* **PROVIDED INFORMATION**

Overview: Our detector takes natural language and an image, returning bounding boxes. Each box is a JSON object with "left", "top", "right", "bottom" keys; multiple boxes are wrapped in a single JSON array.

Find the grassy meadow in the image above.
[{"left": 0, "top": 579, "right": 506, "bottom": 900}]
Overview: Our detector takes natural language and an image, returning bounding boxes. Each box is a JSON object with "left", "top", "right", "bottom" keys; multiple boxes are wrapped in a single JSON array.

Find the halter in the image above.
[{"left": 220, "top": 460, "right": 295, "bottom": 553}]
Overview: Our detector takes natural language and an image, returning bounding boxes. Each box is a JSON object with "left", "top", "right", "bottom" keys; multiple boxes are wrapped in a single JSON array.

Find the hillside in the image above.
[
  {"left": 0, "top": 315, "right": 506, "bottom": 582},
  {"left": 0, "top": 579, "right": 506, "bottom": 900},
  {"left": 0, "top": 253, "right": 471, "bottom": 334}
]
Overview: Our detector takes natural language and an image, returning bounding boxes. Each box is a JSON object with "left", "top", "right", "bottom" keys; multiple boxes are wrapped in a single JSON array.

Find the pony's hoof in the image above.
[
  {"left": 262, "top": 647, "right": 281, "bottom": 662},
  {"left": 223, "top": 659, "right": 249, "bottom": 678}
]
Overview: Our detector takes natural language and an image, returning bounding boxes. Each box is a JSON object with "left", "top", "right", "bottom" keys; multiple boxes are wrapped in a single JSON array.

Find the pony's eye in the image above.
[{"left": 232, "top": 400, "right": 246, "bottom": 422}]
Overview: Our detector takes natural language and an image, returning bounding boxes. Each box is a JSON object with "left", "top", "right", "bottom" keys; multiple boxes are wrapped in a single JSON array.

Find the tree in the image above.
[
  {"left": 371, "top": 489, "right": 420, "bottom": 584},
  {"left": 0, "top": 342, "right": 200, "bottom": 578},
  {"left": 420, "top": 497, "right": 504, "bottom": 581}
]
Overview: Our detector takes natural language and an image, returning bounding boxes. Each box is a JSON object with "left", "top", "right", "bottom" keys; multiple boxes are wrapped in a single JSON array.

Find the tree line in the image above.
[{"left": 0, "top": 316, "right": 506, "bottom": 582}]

* **SET PROBLEM**
Write the data back out verbatim.

* **ANSWER IN FULL**
Overview: Our detector takes natural language and an image, returning bounding boxes. Each box is a JSON object with "left", "top", "right", "bottom" keys; multiple boxes are wrapped in a single JSON array.

Find the grassy meadow in the image above.
[{"left": 0, "top": 579, "right": 506, "bottom": 900}]
Overview: Our detector takes natural language and an image, returning bounding boxes. Each box is a JSON object with "left", "top", "right", "bottom" keys; multiple boxes are wrapped in a single JSON array.

Find the halter in the image above.
[{"left": 220, "top": 460, "right": 295, "bottom": 553}]
Overview: Our detector takes natural language and an image, returning bounding boxes. Each box is a JSON object with "left", "top", "right", "bottom" keys; multiple boxes are wrapped in a single JSON array.

Find the hillside in the image above.
[
  {"left": 0, "top": 315, "right": 506, "bottom": 582},
  {"left": 0, "top": 579, "right": 506, "bottom": 900},
  {"left": 0, "top": 253, "right": 471, "bottom": 334}
]
Overview: Our detector takes natural language and an image, returning bounding boxes. Each box is a JSON object with "left", "top", "right", "bottom" keys; multiple boxes are wrapped in a single JSON array.

Find the pony's hoof in the image above.
[
  {"left": 262, "top": 647, "right": 281, "bottom": 662},
  {"left": 223, "top": 659, "right": 249, "bottom": 678}
]
Overview: Our detector takes natural language and an image, returning bounding boxes. Each box is a JSON object with "left", "top", "right", "bottom" keys; multiple boxes are wrapped in a single JSON array.

Find the pony's eye in the image above.
[{"left": 232, "top": 400, "right": 246, "bottom": 422}]
Overview: Our detector takes natural language and an image, returning bounding boxes. Each box is a JSON object with "left", "top", "right", "bottom" keys; multiple boxes are wrapped in a single JSON array.

Find the tree in the image above.
[
  {"left": 371, "top": 489, "right": 420, "bottom": 584},
  {"left": 0, "top": 342, "right": 200, "bottom": 578},
  {"left": 420, "top": 497, "right": 504, "bottom": 581}
]
Overview: Our detector takes natural language and an image, returning bounding boxes. Each box is a JSON object with "left", "top", "right", "bottom" keys; multiple boxes are wrapped in a single JSON array.

Find the tree line in the image above.
[{"left": 0, "top": 316, "right": 506, "bottom": 582}]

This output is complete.